**Assigned task:**
A verbatim transcription of every record below is required.

**Raw data:**
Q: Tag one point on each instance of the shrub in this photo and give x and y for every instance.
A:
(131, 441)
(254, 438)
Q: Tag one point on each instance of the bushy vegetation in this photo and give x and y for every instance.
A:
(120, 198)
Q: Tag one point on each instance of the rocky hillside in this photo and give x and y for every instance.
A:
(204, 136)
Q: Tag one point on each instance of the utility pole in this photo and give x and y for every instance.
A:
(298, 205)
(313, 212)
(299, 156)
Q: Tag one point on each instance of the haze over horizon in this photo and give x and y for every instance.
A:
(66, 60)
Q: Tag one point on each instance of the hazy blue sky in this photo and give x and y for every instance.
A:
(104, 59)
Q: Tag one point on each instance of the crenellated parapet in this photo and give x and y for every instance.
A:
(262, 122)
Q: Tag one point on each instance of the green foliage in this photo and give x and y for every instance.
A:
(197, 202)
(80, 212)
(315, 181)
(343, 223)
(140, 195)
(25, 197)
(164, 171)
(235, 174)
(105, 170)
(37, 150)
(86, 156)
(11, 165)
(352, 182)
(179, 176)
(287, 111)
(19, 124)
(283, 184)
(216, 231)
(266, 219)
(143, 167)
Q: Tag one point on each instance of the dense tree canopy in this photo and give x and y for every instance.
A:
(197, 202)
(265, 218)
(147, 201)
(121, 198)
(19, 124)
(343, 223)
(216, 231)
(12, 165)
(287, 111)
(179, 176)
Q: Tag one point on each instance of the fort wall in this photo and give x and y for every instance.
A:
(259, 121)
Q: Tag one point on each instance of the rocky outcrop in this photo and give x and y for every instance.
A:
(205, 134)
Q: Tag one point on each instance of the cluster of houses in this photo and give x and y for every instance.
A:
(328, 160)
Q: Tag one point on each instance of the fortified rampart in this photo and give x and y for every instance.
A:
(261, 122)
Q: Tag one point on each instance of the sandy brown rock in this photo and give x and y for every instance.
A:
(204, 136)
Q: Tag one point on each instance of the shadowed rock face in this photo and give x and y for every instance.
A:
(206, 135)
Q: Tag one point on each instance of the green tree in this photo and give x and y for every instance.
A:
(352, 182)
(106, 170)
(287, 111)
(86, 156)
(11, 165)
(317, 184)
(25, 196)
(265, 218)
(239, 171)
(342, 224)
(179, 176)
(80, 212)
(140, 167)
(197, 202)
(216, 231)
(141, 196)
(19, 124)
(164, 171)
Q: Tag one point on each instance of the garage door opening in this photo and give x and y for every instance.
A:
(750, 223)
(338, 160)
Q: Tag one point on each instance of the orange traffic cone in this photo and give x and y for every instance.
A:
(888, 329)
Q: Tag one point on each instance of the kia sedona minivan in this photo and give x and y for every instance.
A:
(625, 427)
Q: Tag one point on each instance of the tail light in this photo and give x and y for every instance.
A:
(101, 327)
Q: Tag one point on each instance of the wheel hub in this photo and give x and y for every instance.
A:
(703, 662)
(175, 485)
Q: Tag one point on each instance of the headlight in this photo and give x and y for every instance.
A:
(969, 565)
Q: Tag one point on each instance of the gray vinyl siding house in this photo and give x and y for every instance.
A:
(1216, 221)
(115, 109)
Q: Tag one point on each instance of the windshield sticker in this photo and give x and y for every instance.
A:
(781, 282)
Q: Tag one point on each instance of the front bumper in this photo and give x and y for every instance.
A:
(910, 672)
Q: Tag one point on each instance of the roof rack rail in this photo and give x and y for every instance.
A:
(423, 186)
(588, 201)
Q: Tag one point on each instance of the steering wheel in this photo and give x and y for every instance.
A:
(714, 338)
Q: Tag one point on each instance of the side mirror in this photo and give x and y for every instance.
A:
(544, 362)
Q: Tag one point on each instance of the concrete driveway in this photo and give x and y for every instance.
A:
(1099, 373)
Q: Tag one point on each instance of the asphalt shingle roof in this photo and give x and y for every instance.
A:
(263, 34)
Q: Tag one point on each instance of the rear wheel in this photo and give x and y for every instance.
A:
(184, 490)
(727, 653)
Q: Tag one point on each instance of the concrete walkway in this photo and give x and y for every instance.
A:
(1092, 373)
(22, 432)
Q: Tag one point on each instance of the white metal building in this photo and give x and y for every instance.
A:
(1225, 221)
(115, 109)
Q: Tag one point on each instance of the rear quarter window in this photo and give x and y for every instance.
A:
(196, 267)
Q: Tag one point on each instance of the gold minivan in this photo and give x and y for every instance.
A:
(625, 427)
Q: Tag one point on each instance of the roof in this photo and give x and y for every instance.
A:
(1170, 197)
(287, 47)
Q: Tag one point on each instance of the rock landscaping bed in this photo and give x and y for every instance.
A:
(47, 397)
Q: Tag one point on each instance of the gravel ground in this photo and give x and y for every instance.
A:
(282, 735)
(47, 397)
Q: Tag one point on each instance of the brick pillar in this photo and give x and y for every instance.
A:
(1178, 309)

**Task response:**
Q: Tag one point on each instance of the shrub in this photo and give x and y for every instance.
A:
(131, 441)
(254, 438)
Q: Tag one point on each instance of the bushy vegetation in this photo and give x and y for every instance.
A:
(120, 198)
Q: Tag one point on each instance of the rocky hillside in this photo and give x and y for every instance.
A:
(204, 136)
Q: Tag one point on each instance of the utility pole in this photo and give x and y for every instance.
A:
(298, 205)
(313, 212)
(299, 156)
Q: Tag one point on each instance of the haze over horizon in this photo and give x and y for every instance.
A:
(66, 60)
Q: Tag one point on each instance of the hazy blue sky in this photo and give x and y for every instance.
A:
(104, 59)
Q: Tag one point on each instance of the crenellated parapet in this photo and give x and y for every instance.
A:
(262, 122)
Q: Tag one point on each instance of the green foliage in this photo and give x and y for every instance.
A:
(197, 202)
(80, 212)
(315, 181)
(343, 223)
(140, 195)
(25, 197)
(164, 171)
(235, 174)
(105, 170)
(37, 150)
(86, 156)
(11, 165)
(352, 182)
(179, 176)
(287, 111)
(19, 124)
(283, 184)
(216, 231)
(266, 219)
(143, 167)
Q: Tag one point on each instance of the dense tree canopy in this photo and give x and y for every instance.
A:
(197, 202)
(265, 218)
(147, 201)
(121, 198)
(19, 124)
(343, 223)
(216, 231)
(12, 165)
(287, 111)
(179, 176)
Q: Tag one point on each instance of the fort wall in this photo and give x and y for every instance.
A:
(259, 121)
Q: Tag one point on each instance of the rocky outcrop in this photo and give x and y for every instance.
A:
(205, 134)
Q: Tag one point on each instance of the cluster of houses in this photo and give x and y for every instance.
A:
(328, 160)
Q: Tag one point on each instance of the fortified rampart in this photo and give x and y for every instance.
A:
(261, 122)
Q: Tag one point on each instance of the sandy brown rock in this photo and give x and y for every instance.
A:
(204, 136)
Q: Tag one point on each instance of the shadowed rock face in this photo and give x and y for every instance.
A:
(206, 135)
Q: Tag one point on each instance of the green tree in this photo and give x and y for every instance.
A:
(352, 182)
(106, 170)
(287, 111)
(86, 156)
(11, 165)
(317, 184)
(25, 196)
(265, 218)
(239, 171)
(342, 224)
(179, 176)
(80, 212)
(140, 167)
(197, 202)
(216, 231)
(141, 196)
(19, 124)
(164, 171)
Q: Tag one point on each instance of the garage door opening in this photo and give x and y for every instance.
A:
(750, 223)
(338, 160)
Q: Tag one point on each instance of the orange traffic cone in this photo and give x and y for every instance.
A:
(888, 329)
Q: Tag one point on each instance of the kia sedona minivan in this photo and give x and y for every instance.
A:
(625, 427)
Q: Tag one point on each instance of the tail light in this photo and give x and y for every instance.
A:
(101, 327)
Q: Tag one point on each instance of the wheel hub in this photo and give x and y for every instance.
A:
(703, 662)
(175, 485)
Q: Tag one point on each instance of the headlight in this photo and give x and y for every instance.
A:
(969, 565)
Q: Tag one point on each instance of the gray vinyl siding house in this photo and give x and y for every instance.
A:
(1216, 221)
(115, 109)
Q: Tag one point on each instance of the windshield sticker in this photo and give x and y for every instance.
A:
(781, 282)
Q: Tag one point on each instance of the front bumper in this photo and give x and y for every instance.
A:
(910, 672)
Q: Tag one point on each instance of the roof rack rail in this photo and give x and y for every instance.
A:
(423, 186)
(588, 201)
Q: Tag one point on each instance of the steering wheel in this photo and give x and y for every instance.
A:
(714, 338)
Q: Tag one point on each instance of the side mirror in this photo and give x and y for every instance.
A:
(544, 362)
Q: Tag one point on each instance of the concrete driveway in this photo and give x and y for every instance.
A:
(1099, 373)
Q: Tag one point on each instance of the asphalt shingle roof in this photo and give x and y for every instance.
A:
(263, 34)
Q: Tag one point on each instance of the rear wheel in this photo and give x and y for every instance.
A:
(184, 490)
(727, 653)
Q: Tag one point on each instance of the concrete walkway in this photo and give x and y for every instance.
A:
(1092, 373)
(22, 432)
Q: Tag one point on each instance of the white metal building in this photo and give x and y for every instance.
A:
(1225, 221)
(115, 109)
Q: Tag one point on each instance of the rear quarter window in this photo and give x and y for every instance.
A:
(196, 267)
Q: Tag one point on each instance of the gold minivan in this photo and give x and y for every instance.
A:
(625, 427)
Q: Tag one point on each instance of the roof in this photo and give x and y for every instance.
A:
(1170, 197)
(287, 47)
Q: Tag one point on each instance of the rock landscaping bed in this photo and give x and y for every instance.
A:
(47, 397)
Q: Tag one point on each instance of the gravel ground in this photo and give x and y for every instance.
A:
(282, 735)
(47, 397)
Q: Tag one point on each instance of the brick pillar in this photo and give x and y for every instance.
A:
(1178, 309)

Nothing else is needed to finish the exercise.